(What the exercise asks) Copy each of the rows below word for word, keeping every character unchanged.

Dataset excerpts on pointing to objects

%%

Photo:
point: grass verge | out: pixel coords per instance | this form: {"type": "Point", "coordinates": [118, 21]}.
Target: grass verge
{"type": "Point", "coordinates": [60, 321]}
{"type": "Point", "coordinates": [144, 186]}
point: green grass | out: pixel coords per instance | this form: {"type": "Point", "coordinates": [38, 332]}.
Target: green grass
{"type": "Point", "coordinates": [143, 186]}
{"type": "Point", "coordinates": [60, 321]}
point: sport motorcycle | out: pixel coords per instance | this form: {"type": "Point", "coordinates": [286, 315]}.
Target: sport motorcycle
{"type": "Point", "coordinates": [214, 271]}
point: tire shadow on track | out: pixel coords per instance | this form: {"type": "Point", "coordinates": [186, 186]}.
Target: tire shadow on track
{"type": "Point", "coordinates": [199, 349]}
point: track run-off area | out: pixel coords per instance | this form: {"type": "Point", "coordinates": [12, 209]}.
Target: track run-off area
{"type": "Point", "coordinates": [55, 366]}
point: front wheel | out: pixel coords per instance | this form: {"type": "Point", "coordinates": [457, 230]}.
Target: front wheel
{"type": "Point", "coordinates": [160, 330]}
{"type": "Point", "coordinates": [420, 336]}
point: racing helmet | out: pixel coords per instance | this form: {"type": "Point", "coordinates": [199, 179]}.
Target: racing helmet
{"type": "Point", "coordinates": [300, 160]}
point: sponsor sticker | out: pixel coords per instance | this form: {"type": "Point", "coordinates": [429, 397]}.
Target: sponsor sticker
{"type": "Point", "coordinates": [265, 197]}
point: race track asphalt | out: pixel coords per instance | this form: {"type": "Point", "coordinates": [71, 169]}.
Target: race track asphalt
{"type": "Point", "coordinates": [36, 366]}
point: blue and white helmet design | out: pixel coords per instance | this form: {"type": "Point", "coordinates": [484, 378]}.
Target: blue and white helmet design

%%

(Result for this exercise)
Photo:
point: grass verge | out: pixel coords per instance | this form: {"type": "Point", "coordinates": [118, 21]}.
Target: grass verge
{"type": "Point", "coordinates": [60, 321]}
{"type": "Point", "coordinates": [144, 186]}
point: green grass | out: pixel coords per instance | this form: {"type": "Point", "coordinates": [38, 332]}.
Target: green grass
{"type": "Point", "coordinates": [143, 186]}
{"type": "Point", "coordinates": [60, 321]}
point: sport motorcycle | out: pixel coords per instance | this form: {"type": "Point", "coordinates": [286, 315]}.
Target: sport motorcycle
{"type": "Point", "coordinates": [214, 271]}
point: tire shadow on track | out: pixel coords per instance | this form: {"type": "Point", "coordinates": [186, 186]}.
Target: tire shadow on track
{"type": "Point", "coordinates": [199, 349]}
point: track run-off area | out: pixel coords per instance | this form: {"type": "Point", "coordinates": [12, 209]}.
Target: track run-off area
{"type": "Point", "coordinates": [55, 366]}
point: front wheel | out: pixel coords per instance | this form: {"type": "Point", "coordinates": [457, 230]}.
Target: front wheel
{"type": "Point", "coordinates": [160, 330]}
{"type": "Point", "coordinates": [420, 336]}
point: racing helmet | out: pixel coords per instance | this form: {"type": "Point", "coordinates": [199, 179]}.
Target: racing helmet
{"type": "Point", "coordinates": [300, 160]}
point: sponsor sticker | out: pixel coords per instance | this form: {"type": "Point", "coordinates": [429, 397]}.
Target: sponsor sticker
{"type": "Point", "coordinates": [265, 197]}
point: race track asphalt | out: pixel coords per instance | this form: {"type": "Point", "coordinates": [71, 169]}.
Target: race track asphalt
{"type": "Point", "coordinates": [36, 366]}
point: blue and white helmet design | out: pixel coords per instance | this form: {"type": "Point", "coordinates": [484, 378]}.
Target: blue and white helmet design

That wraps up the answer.